Document =>
▬▬▬▬▬▬▬▬▬▬

Is your child ungrateful? Five tips to inspire gratitude in your child

It’s Turkey time again in the US. Thanksgiving is fast approaching and your family is probably coming together to celebrate the holiday. Thanksgiving is all about feeling grateful for what you have in your life. But what if your child is not showing any of that gratitude? Instead of putting up with your misbehaved child throughout Thanksgiving, do something to inspire gratitude in your child.

Grateful children are happier children

Children heading into their pre-teen and teenage years tend to get increasingly more self absorbed as the years go on. Teaching your child about gratitude can be extremely beneficial to their overall well being. According to a 2012 report by the American Psychological Association, grateful children are more likely to be happy, less likely to have behavior problems, and less likely to abuse drugs or alcohol.

▬▬▬▬▬▬▬▬▬▬

What you will do =>
**A)** According to the article on gratitude in children, which organization issued the 2012 report it cites?
**B)** Continue the article on inspiring gratitude in children from its last sentence.
The lines after this play no part here.

Collection entries
▬▬▬▬▬▬▬▬▬▬

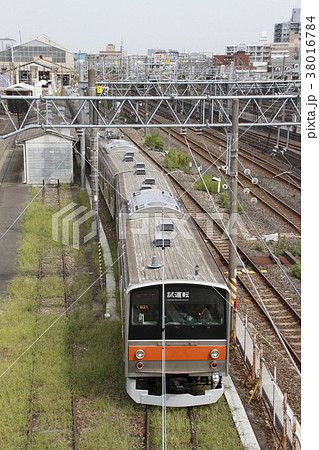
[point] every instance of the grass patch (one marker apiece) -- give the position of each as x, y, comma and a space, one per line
154, 141
296, 270
212, 185
215, 427
177, 160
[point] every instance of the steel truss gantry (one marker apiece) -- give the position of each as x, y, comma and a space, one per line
200, 88
198, 110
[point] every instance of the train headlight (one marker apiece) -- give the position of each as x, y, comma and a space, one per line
214, 353
140, 354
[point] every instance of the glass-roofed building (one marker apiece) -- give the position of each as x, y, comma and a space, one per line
37, 60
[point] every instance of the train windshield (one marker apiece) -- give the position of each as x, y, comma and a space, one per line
196, 310
191, 311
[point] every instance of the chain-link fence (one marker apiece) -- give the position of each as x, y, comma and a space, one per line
283, 419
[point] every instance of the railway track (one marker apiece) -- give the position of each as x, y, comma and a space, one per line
272, 202
276, 310
51, 266
188, 416
251, 157
285, 212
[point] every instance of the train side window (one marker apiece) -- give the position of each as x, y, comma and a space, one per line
144, 307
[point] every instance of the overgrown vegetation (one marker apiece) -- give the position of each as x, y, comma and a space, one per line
154, 141
224, 199
296, 270
177, 160
77, 364
212, 185
282, 245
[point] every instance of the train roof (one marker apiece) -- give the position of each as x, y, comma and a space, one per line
154, 218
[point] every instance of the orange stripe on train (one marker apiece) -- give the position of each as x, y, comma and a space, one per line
177, 353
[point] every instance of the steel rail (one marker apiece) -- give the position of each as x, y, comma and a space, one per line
255, 298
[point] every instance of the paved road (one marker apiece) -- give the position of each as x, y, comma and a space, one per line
13, 199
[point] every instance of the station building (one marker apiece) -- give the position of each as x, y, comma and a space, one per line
38, 60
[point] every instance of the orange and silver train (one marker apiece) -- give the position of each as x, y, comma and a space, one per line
174, 298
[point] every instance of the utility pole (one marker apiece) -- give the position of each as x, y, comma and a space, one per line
146, 103
82, 131
94, 152
233, 212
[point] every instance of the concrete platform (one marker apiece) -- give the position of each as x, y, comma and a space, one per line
242, 423
13, 199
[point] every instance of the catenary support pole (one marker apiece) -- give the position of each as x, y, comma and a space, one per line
82, 134
94, 152
233, 212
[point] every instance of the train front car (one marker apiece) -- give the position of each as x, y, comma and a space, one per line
175, 267
164, 259
195, 349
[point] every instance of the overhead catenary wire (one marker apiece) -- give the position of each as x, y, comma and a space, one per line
250, 279
259, 236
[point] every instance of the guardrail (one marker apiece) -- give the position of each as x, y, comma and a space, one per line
284, 422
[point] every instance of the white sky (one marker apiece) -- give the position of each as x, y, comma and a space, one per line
203, 25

▬▬▬▬▬▬▬▬▬▬

Results of the exercise =>
**A)** The American Psychological Association

**B)**
2691604665_b033d031b3_zImage source: Flickr user- eekim


Inspiring gratitude in your child

You might be asking, “How do I make my child more grateful?” The answer to your question lies in a few simple behavior changes. They include:

  1. Keep a positive attitude: If your attitude towards your child is positive, they are more likely to respond in a positive way. Compliment your child, but not too much. For example, tell your daughter that you think she looks nice or that she
  2. Be a role model: If your child does something that you’re thankful for, thank them! For example, if your daughter does something nice, such as taking out the trash without you asking, let her know how appreciative you are for her initiative.
  3. Make it clear to her what rights and privileges are: If your daughter was raised not knowing the difference between what she is entitled to and what is merely a privilege, you need to make it clear to her that she is lucky to have the things she has. For example, it is a right for her to have clothing, but a privilege to buy clothes at her favorite stores. It is a right for her to get an education, but a privilege to go to a top-tier school and attend extracurriculars.
  4. Get her involved in helping people: Take your whole family regularly to a soup kitchen or another volunteer-based organization to help the less fortunate. Your daughter will see what it means to not have the things she takes for granted.
  5. Start a daily gratitude tradition: For example, before dinner every night, go around the table and ask what everyone liked about their day. This is a great exercise to inspire positivity and gratitude in your child.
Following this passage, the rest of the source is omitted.